**Exercise details:**
Lines from the one containing "TARGET = house wall" through the last one in the data below: write them out word for word, and only them.

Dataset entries
::::::::

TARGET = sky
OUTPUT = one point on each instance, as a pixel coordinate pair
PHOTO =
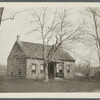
(20, 26)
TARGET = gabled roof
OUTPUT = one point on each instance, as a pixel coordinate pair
(35, 50)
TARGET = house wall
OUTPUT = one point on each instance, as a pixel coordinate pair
(29, 73)
(16, 62)
(69, 75)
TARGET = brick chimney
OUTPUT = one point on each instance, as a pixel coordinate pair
(18, 38)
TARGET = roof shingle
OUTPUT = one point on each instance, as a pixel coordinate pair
(35, 50)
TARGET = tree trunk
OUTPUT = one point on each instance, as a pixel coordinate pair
(99, 63)
(1, 12)
(46, 73)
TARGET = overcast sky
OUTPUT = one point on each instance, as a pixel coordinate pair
(20, 26)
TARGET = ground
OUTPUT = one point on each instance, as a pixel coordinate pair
(28, 85)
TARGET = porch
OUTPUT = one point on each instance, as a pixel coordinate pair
(56, 70)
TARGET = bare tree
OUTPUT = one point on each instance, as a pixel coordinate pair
(53, 27)
(92, 29)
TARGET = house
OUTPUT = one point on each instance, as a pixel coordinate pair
(26, 60)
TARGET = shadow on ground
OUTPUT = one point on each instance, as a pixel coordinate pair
(28, 85)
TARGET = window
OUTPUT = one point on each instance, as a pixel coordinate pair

::::::::

**Solution for this task:**
TARGET = house wall
OUTPUT = one point on each instance, as a pixel coordinate pair
(29, 73)
(16, 62)
(69, 75)
TARGET = brick chimney
OUTPUT = one point on each instance, as a pixel coordinate pair
(18, 38)
TARGET = roof shingle
OUTPUT = one point on each instance, as a pixel coordinate pair
(35, 50)
TARGET = tree trunk
OUTPUT = one point on each instance, as a pixel coordinate pair
(99, 63)
(1, 12)
(46, 73)
TARGET = overcast sky
OUTPUT = one point on each instance, as a pixel coordinate pair
(20, 26)
TARGET = ground
OUTPUT = one point on each instance, as a pixel coordinate pair
(28, 85)
TARGET = porch
OUTPUT = one point on each instance, as a pixel coordinate pair
(56, 70)
TARGET = bare tree
OUTPUT = one point on each instance, as a pixel coordinate pair
(53, 27)
(92, 29)
TARGET = house
OUTPUT = one point on each instance, as a pixel coordinate pair
(26, 60)
TARGET = shadow on ground
OUTPUT = one point on each instance, as a pixel coordinate pair
(28, 85)
TARGET = window
OUTPUT = one point on each instance, as a pixel coordinate pair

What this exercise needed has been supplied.